**WRITTEN TASK**. Arrange every line of all the items below as a numbered list, skipping any blank lines. Leave the pictures out of your answer.

Point placement records
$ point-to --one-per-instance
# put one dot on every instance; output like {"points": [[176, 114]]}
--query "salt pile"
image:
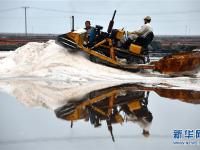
{"points": [[49, 60]]}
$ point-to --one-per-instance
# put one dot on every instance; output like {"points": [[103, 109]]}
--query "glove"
{"points": [[128, 33]]}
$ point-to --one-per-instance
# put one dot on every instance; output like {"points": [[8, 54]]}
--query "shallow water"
{"points": [[28, 125]]}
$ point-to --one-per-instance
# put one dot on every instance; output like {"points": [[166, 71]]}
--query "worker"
{"points": [[142, 32], [90, 35]]}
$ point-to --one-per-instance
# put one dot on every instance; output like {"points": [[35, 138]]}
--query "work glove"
{"points": [[128, 33]]}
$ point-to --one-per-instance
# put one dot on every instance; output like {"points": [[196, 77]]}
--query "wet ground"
{"points": [[128, 116]]}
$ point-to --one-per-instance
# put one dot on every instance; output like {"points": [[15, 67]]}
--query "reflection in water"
{"points": [[114, 105], [120, 104]]}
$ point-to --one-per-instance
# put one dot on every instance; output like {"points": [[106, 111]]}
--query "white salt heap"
{"points": [[49, 60]]}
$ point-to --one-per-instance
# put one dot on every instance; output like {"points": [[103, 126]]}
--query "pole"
{"points": [[25, 17]]}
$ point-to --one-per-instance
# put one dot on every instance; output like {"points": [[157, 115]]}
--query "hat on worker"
{"points": [[147, 18]]}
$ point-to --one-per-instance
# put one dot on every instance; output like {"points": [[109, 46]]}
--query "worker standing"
{"points": [[90, 35]]}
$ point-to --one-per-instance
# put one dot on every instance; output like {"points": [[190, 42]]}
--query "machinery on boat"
{"points": [[105, 48]]}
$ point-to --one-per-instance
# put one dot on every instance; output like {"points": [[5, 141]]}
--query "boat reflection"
{"points": [[120, 104], [113, 105]]}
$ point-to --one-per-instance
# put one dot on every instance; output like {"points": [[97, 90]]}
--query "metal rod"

**FINISHED ANSWER**.
1. $ point-to --one-per-instance
2. # put one dot on every instance; output like {"points": [[176, 114]]}
3. --query "salt pile"
4. image:
5. {"points": [[49, 60]]}
6. $ point-to --one-per-instance
7. # put one dot on every instance; output like {"points": [[103, 109]]}
8. --query "glove"
9. {"points": [[128, 33]]}
10. $ point-to --one-per-instance
11. # put one dot on every instance; output like {"points": [[8, 54]]}
12. --query "shallow water"
13. {"points": [[28, 125]]}
14. $ point-to --one-per-instance
15. # put one dot on every instance; output like {"points": [[166, 71]]}
16. --query "worker"
17. {"points": [[142, 32], [90, 35]]}
18. $ point-to --one-per-instance
19. # put one dot on every instance; output like {"points": [[35, 138]]}
20. --query "work glove"
21. {"points": [[128, 33]]}
22. $ point-to --one-per-instance
23. # put one dot on every instance; output like {"points": [[196, 77]]}
24. --query "wet ground"
25. {"points": [[128, 116]]}
26. $ point-to --one-per-instance
27. # put one dot on every instance; output like {"points": [[15, 67]]}
28. --query "reflection in water"
29. {"points": [[114, 105], [120, 104]]}
30. $ point-to --one-per-instance
31. # put one dot on every instance; output like {"points": [[106, 111]]}
32. --query "white salt heap"
33. {"points": [[49, 60]]}
34. $ point-to --one-per-instance
35. # put one dot on every instance; output like {"points": [[103, 126]]}
36. --query "pole"
37. {"points": [[25, 17]]}
38. $ point-to --one-per-instance
39. # put one dot on every instance; output like {"points": [[157, 115]]}
40. --query "hat on worker"
41. {"points": [[147, 18]]}
42. $ point-to --one-per-instance
43. # put one dot on every instance; output like {"points": [[109, 46]]}
44. --query "worker standing"
45. {"points": [[90, 35]]}
46. $ point-to --one-per-instance
47. # put one dot on every instance; output like {"points": [[190, 42]]}
48. --query "machinery on boat"
49. {"points": [[105, 48]]}
50. $ point-to --one-per-instance
51. # put one dot on every instance; output like {"points": [[5, 141]]}
52. --query "boat reflection"
53. {"points": [[120, 104], [113, 105]]}
54. $ point-to --one-per-instance
55. # put one dot on every instance; output like {"points": [[97, 90]]}
56. --query "metal rod"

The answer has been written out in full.